Stored items from a collection:
*** Block opens ***

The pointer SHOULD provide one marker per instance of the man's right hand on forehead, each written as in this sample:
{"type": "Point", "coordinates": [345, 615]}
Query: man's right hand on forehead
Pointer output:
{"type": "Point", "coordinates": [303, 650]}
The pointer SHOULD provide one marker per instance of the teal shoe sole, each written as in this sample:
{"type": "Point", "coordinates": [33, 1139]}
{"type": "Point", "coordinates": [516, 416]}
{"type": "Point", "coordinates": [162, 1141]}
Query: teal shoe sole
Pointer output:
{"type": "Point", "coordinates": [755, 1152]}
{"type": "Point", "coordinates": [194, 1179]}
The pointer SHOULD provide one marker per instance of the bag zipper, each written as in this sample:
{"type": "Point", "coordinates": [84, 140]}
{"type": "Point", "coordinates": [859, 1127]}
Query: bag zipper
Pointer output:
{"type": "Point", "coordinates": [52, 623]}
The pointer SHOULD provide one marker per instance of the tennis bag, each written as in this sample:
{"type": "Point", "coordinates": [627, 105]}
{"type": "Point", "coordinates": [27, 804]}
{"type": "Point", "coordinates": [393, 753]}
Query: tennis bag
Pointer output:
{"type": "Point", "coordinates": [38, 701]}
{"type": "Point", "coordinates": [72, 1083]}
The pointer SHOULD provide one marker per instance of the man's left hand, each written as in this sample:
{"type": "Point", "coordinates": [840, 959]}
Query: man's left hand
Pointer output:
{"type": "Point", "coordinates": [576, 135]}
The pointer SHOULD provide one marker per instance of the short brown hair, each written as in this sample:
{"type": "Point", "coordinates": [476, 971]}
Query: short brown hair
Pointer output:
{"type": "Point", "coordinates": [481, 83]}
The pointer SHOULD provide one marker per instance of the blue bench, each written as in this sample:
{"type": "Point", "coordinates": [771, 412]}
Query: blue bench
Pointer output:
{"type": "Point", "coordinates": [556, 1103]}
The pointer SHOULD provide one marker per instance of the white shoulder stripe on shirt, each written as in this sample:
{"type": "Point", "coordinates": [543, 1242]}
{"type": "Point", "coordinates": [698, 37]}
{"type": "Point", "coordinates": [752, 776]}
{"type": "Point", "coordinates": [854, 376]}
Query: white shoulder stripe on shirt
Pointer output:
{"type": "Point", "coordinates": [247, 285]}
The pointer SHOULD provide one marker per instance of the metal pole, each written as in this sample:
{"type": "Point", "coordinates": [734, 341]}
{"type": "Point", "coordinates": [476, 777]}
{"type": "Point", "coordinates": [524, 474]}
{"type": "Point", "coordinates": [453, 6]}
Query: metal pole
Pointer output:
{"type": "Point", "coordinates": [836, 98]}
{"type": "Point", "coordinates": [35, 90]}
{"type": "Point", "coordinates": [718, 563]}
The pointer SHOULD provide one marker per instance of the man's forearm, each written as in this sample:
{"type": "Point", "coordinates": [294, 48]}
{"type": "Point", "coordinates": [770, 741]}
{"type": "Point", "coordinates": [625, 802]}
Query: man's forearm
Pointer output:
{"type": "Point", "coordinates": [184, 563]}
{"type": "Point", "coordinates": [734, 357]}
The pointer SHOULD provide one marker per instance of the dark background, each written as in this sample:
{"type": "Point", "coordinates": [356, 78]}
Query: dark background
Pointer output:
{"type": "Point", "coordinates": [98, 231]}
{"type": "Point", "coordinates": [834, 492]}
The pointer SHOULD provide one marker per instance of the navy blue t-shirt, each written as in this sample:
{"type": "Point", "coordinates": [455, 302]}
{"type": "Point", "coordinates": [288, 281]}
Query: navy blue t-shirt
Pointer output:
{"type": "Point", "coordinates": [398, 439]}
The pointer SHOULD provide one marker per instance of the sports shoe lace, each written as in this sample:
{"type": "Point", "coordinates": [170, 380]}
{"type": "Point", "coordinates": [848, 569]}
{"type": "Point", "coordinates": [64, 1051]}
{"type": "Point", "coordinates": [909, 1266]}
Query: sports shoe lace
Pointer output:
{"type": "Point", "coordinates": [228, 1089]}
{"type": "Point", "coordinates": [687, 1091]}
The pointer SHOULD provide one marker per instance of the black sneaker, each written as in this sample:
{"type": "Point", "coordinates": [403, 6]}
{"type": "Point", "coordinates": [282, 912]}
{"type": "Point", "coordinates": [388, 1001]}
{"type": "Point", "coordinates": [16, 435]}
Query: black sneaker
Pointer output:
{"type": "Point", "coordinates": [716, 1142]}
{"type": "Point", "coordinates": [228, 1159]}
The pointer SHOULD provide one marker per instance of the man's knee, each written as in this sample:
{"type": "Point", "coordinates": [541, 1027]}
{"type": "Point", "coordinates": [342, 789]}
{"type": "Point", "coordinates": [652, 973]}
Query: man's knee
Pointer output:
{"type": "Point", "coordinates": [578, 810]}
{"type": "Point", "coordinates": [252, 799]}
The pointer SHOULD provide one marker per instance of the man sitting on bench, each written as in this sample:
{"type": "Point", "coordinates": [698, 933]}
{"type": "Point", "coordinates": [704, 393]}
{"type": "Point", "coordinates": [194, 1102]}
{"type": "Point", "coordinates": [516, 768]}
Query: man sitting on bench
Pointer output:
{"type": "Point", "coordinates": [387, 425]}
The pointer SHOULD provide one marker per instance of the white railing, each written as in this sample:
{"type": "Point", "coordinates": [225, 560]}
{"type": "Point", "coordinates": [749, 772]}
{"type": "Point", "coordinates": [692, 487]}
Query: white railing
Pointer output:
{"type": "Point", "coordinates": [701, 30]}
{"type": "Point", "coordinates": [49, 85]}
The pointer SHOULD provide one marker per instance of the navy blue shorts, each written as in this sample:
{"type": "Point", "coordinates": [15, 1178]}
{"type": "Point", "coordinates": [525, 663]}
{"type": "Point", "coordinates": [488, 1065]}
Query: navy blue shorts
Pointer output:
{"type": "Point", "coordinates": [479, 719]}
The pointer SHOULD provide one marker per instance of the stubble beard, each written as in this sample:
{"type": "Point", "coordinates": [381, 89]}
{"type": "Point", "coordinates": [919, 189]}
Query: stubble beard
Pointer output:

*** Block closes ***

Task to complete: Keep every word the same and copy out all of the entries.

Response for this exercise:
The pointer SHOULD provide one marker per instance of the man's right hand on forehead, each written as in this sample:
{"type": "Point", "coordinates": [345, 615]}
Query: man's right hand on forehead
Pointer output:
{"type": "Point", "coordinates": [303, 650]}
The pointer SHOULD provide one marker per instance of the teal shoe sole, each written as in this sample:
{"type": "Point", "coordinates": [33, 1139]}
{"type": "Point", "coordinates": [516, 416]}
{"type": "Point", "coordinates": [162, 1141]}
Query: teal shoe sole
Pointer output:
{"type": "Point", "coordinates": [755, 1152]}
{"type": "Point", "coordinates": [194, 1179]}
The pointer SHOULD provide one marker per instance of the bag zipper, each written as in this sample:
{"type": "Point", "coordinates": [84, 140]}
{"type": "Point", "coordinates": [859, 1127]}
Query: bag zipper
Pointer output:
{"type": "Point", "coordinates": [52, 623]}
The pointer SHOULD provide one marker per instance of the tennis bag, each written as in this sample:
{"type": "Point", "coordinates": [627, 105]}
{"type": "Point", "coordinates": [27, 804]}
{"type": "Point", "coordinates": [393, 753]}
Query: tennis bag
Pointer output:
{"type": "Point", "coordinates": [38, 701]}
{"type": "Point", "coordinates": [72, 1083]}
The pointer SHOULD provide one marker per instance of the man's left hand, each written as in this sample:
{"type": "Point", "coordinates": [840, 959]}
Query: man's left hand
Pointer output:
{"type": "Point", "coordinates": [576, 135]}
The pointer SHOULD provide one marker per instance of the short brown hair, each written as in this sample:
{"type": "Point", "coordinates": [476, 971]}
Query: short brown hair
Pointer output:
{"type": "Point", "coordinates": [481, 83]}
The pointer SHOULD provide one marker per instance of the blue bench, each written as in this sample:
{"type": "Point", "coordinates": [771, 412]}
Query: blue bench
Pointer output:
{"type": "Point", "coordinates": [556, 1103]}
The pointer SHOULD provide one marker per instance of the white shoulder stripe on shirt, each written as in this sample:
{"type": "Point", "coordinates": [543, 1242]}
{"type": "Point", "coordinates": [698, 37]}
{"type": "Point", "coordinates": [752, 776]}
{"type": "Point", "coordinates": [854, 376]}
Query: white shoulder stripe on shirt
Pointer output:
{"type": "Point", "coordinates": [247, 285]}
The pointer SHOULD provide one marker per instance of the metal pole, each written as in this sample:
{"type": "Point", "coordinates": [734, 341]}
{"type": "Point", "coordinates": [476, 777]}
{"type": "Point", "coordinates": [524, 474]}
{"type": "Point", "coordinates": [453, 6]}
Query: metal pole
Pointer output:
{"type": "Point", "coordinates": [836, 98]}
{"type": "Point", "coordinates": [35, 90]}
{"type": "Point", "coordinates": [718, 563]}
The pointer SHOULD provide one marker per instance of the man's forearm, each written as in this sample:
{"type": "Point", "coordinates": [294, 48]}
{"type": "Point", "coordinates": [770, 741]}
{"type": "Point", "coordinates": [625, 802]}
Query: man's forearm
Pointer output:
{"type": "Point", "coordinates": [184, 563]}
{"type": "Point", "coordinates": [734, 357]}
The pointer SHOULD provide one marker per instance of the dark background, each written as in this sample:
{"type": "Point", "coordinates": [356, 78]}
Query: dark background
Pointer output:
{"type": "Point", "coordinates": [98, 231]}
{"type": "Point", "coordinates": [834, 492]}
The pointer SHOULD provide one marker per instance of the navy blue t-shirt, each written as in this sample:
{"type": "Point", "coordinates": [455, 302]}
{"type": "Point", "coordinates": [288, 281]}
Query: navy blue t-shirt
Pointer output:
{"type": "Point", "coordinates": [398, 439]}
The pointer SHOULD provide one marker per instance of the sports shoe lace, each written as in this sample:
{"type": "Point", "coordinates": [170, 380]}
{"type": "Point", "coordinates": [848, 569]}
{"type": "Point", "coordinates": [64, 1051]}
{"type": "Point", "coordinates": [909, 1266]}
Query: sports shoe lace
Pointer output:
{"type": "Point", "coordinates": [228, 1089]}
{"type": "Point", "coordinates": [687, 1091]}
The pointer SHOULD provide one marker per instance of the black sneaker, each written as in this sample:
{"type": "Point", "coordinates": [403, 6]}
{"type": "Point", "coordinates": [282, 912]}
{"type": "Point", "coordinates": [388, 1001]}
{"type": "Point", "coordinates": [16, 435]}
Query: black sneaker
Pointer output:
{"type": "Point", "coordinates": [716, 1142]}
{"type": "Point", "coordinates": [228, 1159]}
The pointer SHOULD provide one marker per instance of the man's knee, each written as in this sample:
{"type": "Point", "coordinates": [541, 1027]}
{"type": "Point", "coordinates": [342, 789]}
{"type": "Point", "coordinates": [652, 973]}
Query: man's knee
Pointer output:
{"type": "Point", "coordinates": [578, 810]}
{"type": "Point", "coordinates": [252, 799]}
The pointer SHOULD provide one marker per instance of the man sitting on bench, each written as in this sample:
{"type": "Point", "coordinates": [698, 933]}
{"type": "Point", "coordinates": [704, 393]}
{"type": "Point", "coordinates": [194, 1102]}
{"type": "Point", "coordinates": [516, 768]}
Query: man sitting on bench
Pointer output:
{"type": "Point", "coordinates": [387, 425]}
The pointer SHOULD provide one marker per instance of the white railing, each written as in this sample:
{"type": "Point", "coordinates": [225, 560]}
{"type": "Point", "coordinates": [749, 772]}
{"type": "Point", "coordinates": [692, 487]}
Query: white railing
Pointer output:
{"type": "Point", "coordinates": [701, 30]}
{"type": "Point", "coordinates": [49, 85]}
The pointer SHOULD provide one marker per instance of the navy blue shorts, each written as in this sample:
{"type": "Point", "coordinates": [15, 1178]}
{"type": "Point", "coordinates": [525, 663]}
{"type": "Point", "coordinates": [488, 1065]}
Query: navy blue shorts
Pointer output:
{"type": "Point", "coordinates": [479, 719]}
The pointer SHOULD provide one marker per instance of the stubble beard, each written as in this sample:
{"type": "Point", "coordinates": [381, 89]}
{"type": "Point", "coordinates": [919, 189]}
Query: stubble beard
Pointer output:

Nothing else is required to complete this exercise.